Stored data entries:
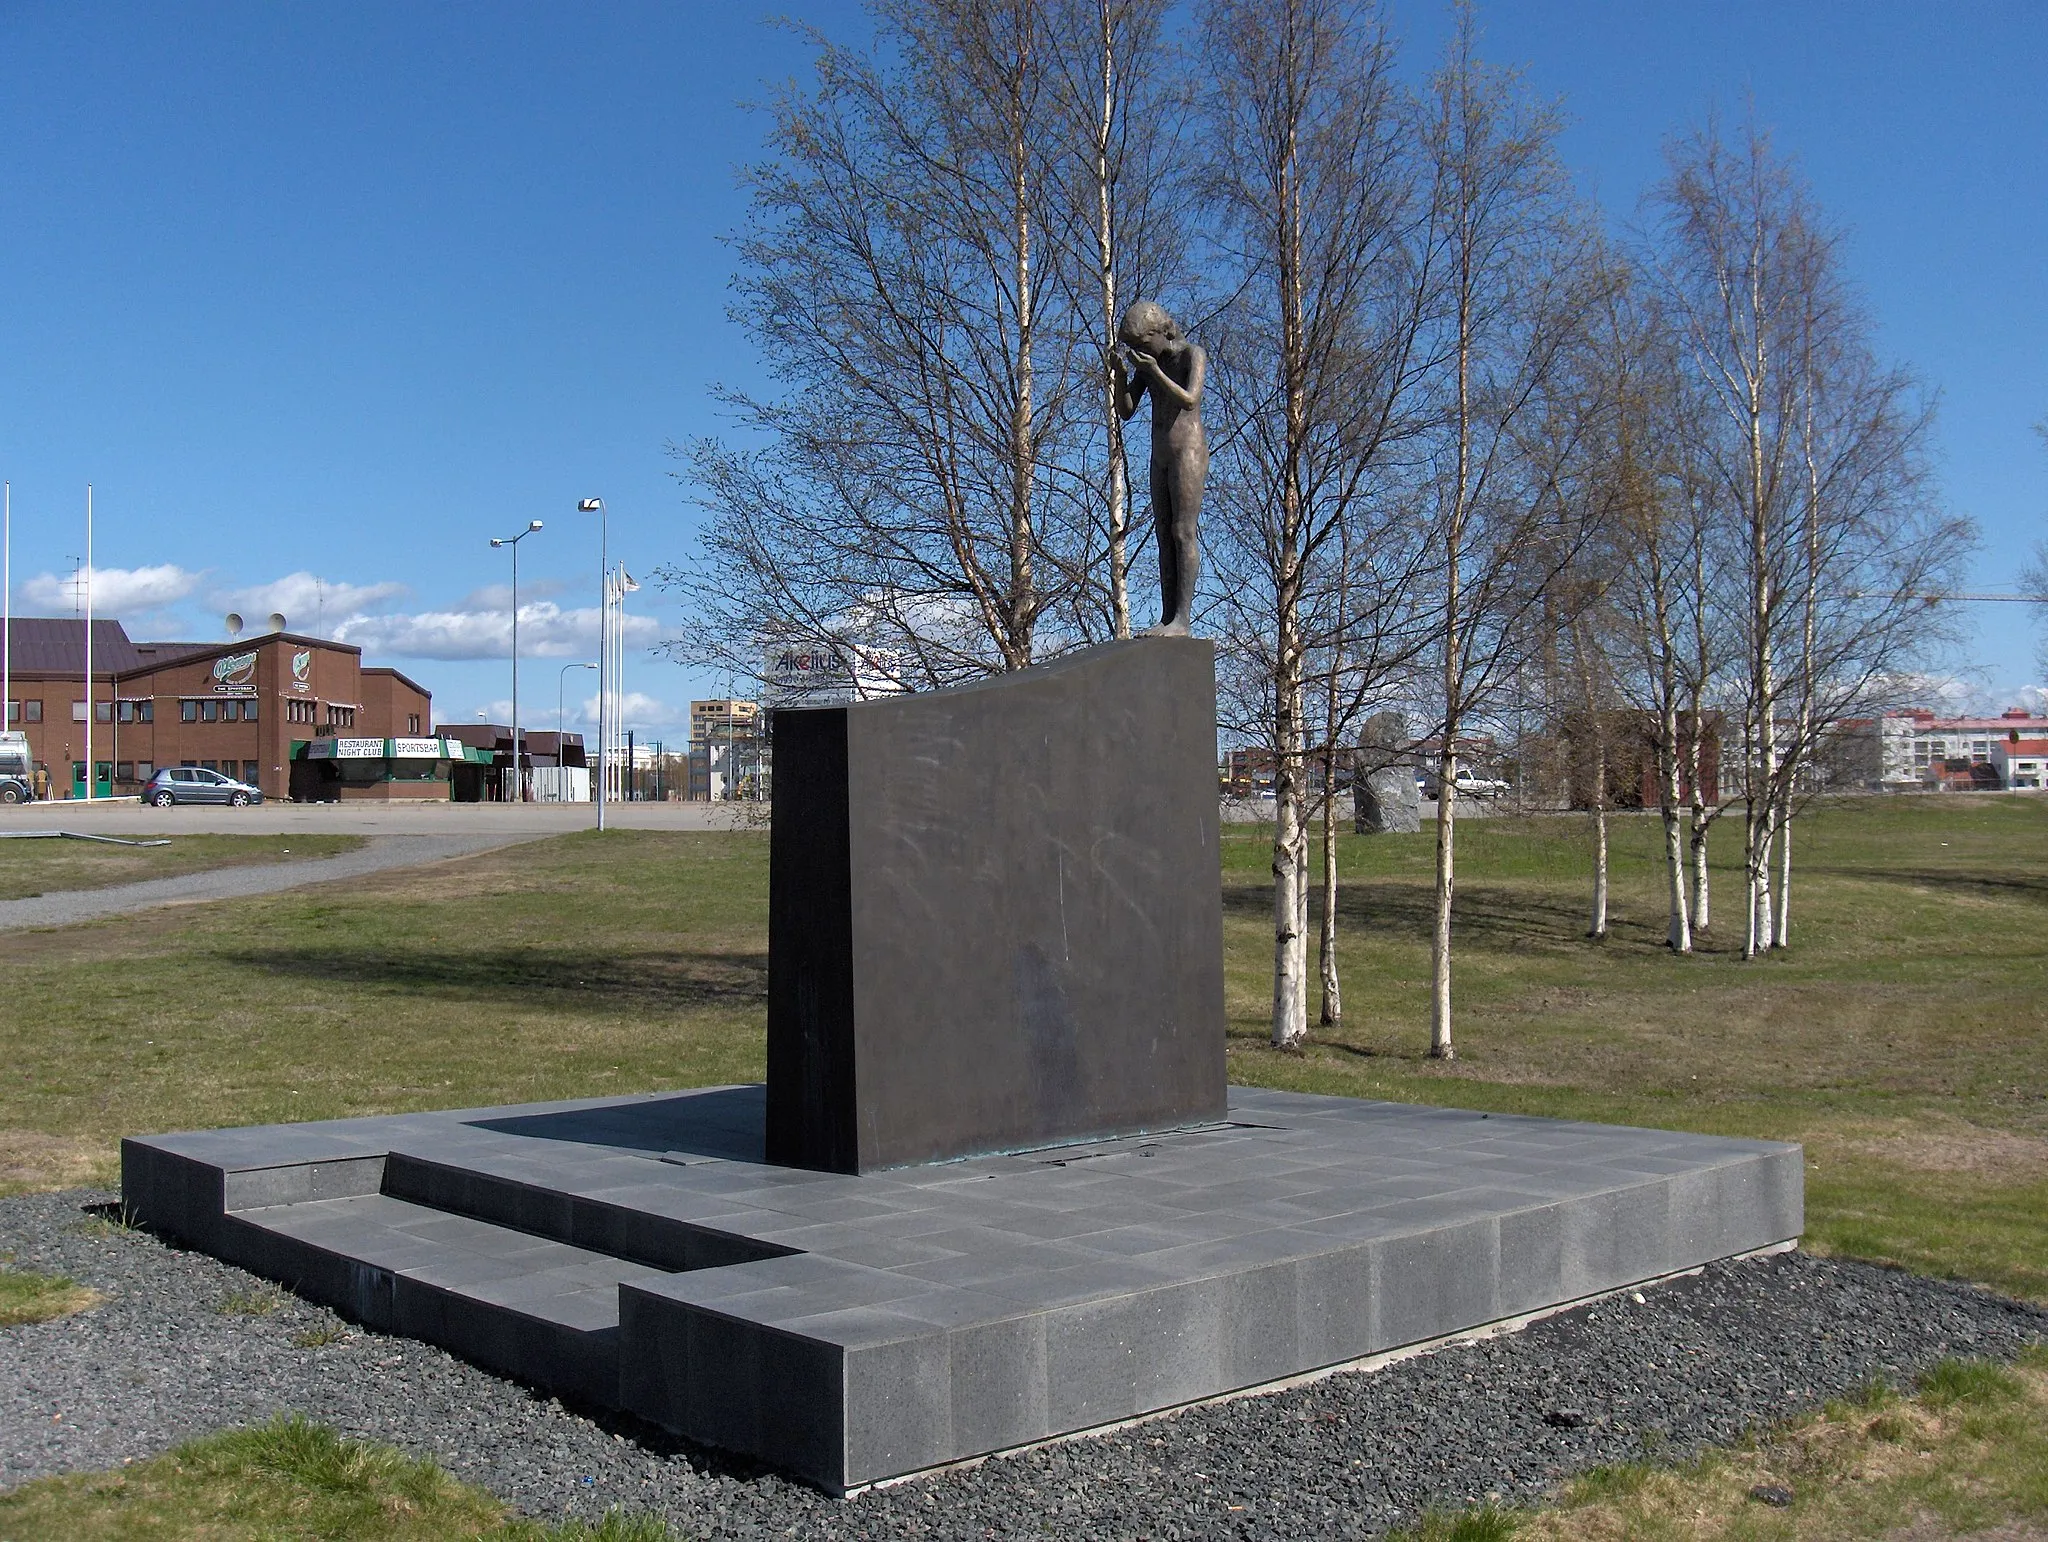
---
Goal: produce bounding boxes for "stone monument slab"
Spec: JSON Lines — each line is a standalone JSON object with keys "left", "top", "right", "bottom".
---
{"left": 767, "top": 636, "right": 1227, "bottom": 1173}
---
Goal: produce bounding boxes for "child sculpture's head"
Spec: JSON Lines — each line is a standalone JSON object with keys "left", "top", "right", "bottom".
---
{"left": 1119, "top": 300, "right": 1181, "bottom": 355}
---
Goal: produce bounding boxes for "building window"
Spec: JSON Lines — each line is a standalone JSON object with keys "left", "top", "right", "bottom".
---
{"left": 181, "top": 700, "right": 199, "bottom": 723}
{"left": 244, "top": 760, "right": 261, "bottom": 783}
{"left": 117, "top": 762, "right": 134, "bottom": 781}
{"left": 72, "top": 701, "right": 87, "bottom": 722}
{"left": 139, "top": 699, "right": 153, "bottom": 723}
{"left": 201, "top": 700, "right": 219, "bottom": 723}
{"left": 287, "top": 699, "right": 316, "bottom": 725}
{"left": 220, "top": 700, "right": 239, "bottom": 722}
{"left": 407, "top": 713, "right": 421, "bottom": 734}
{"left": 137, "top": 761, "right": 153, "bottom": 780}
{"left": 181, "top": 759, "right": 198, "bottom": 768}
{"left": 243, "top": 699, "right": 258, "bottom": 722}
{"left": 118, "top": 701, "right": 134, "bottom": 723}
{"left": 200, "top": 760, "right": 216, "bottom": 773}
{"left": 326, "top": 705, "right": 355, "bottom": 728}
{"left": 96, "top": 701, "right": 113, "bottom": 723}
{"left": 24, "top": 700, "right": 40, "bottom": 723}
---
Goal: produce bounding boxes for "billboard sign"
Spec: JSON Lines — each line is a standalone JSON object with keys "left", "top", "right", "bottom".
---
{"left": 762, "top": 643, "right": 908, "bottom": 708}
{"left": 391, "top": 738, "right": 445, "bottom": 759}
{"left": 290, "top": 650, "right": 312, "bottom": 694}
{"left": 211, "top": 651, "right": 258, "bottom": 695}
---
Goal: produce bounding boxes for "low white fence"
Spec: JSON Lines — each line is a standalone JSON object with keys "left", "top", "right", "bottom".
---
{"left": 527, "top": 766, "right": 591, "bottom": 803}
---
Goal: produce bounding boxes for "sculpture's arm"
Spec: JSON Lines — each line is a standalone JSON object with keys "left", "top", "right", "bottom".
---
{"left": 1144, "top": 344, "right": 1205, "bottom": 410}
{"left": 1111, "top": 348, "right": 1147, "bottom": 421}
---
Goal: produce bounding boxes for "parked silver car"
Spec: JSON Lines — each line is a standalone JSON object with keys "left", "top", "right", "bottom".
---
{"left": 143, "top": 766, "right": 264, "bottom": 807}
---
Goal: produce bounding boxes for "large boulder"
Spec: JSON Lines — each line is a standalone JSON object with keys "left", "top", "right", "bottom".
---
{"left": 1353, "top": 712, "right": 1421, "bottom": 834}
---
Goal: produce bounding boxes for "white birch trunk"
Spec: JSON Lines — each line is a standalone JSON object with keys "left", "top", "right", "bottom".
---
{"left": 1271, "top": 647, "right": 1309, "bottom": 1046}
{"left": 1318, "top": 743, "right": 1341, "bottom": 1027}
{"left": 1092, "top": 0, "right": 1131, "bottom": 639}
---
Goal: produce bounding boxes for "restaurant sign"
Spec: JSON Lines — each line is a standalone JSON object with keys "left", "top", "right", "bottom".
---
{"left": 211, "top": 651, "right": 258, "bottom": 696}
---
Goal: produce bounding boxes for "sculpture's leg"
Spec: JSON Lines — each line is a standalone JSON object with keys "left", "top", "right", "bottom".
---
{"left": 1143, "top": 455, "right": 1190, "bottom": 637}
{"left": 1169, "top": 443, "right": 1205, "bottom": 630}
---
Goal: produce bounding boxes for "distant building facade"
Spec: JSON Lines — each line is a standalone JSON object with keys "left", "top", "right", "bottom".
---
{"left": 684, "top": 698, "right": 766, "bottom": 801}
{"left": 2, "top": 617, "right": 435, "bottom": 801}
{"left": 1860, "top": 708, "right": 2048, "bottom": 789}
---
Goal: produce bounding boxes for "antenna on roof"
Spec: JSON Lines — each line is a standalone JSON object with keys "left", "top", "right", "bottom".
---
{"left": 266, "top": 612, "right": 287, "bottom": 634}
{"left": 224, "top": 613, "right": 244, "bottom": 638}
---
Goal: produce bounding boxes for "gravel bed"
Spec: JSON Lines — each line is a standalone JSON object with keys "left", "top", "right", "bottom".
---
{"left": 2, "top": 1187, "right": 2042, "bottom": 1538}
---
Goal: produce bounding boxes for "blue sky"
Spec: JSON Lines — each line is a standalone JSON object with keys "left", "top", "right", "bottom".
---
{"left": 2, "top": 0, "right": 2042, "bottom": 735}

**DIRECTIONS**
Lines that include the word "sign" are to be extracted from the data above.

**WRITTEN SOLUTION**
Goal: produce bounding boxes for "billboard sign"
Goal: produce bounding boxes for "restaurant sign"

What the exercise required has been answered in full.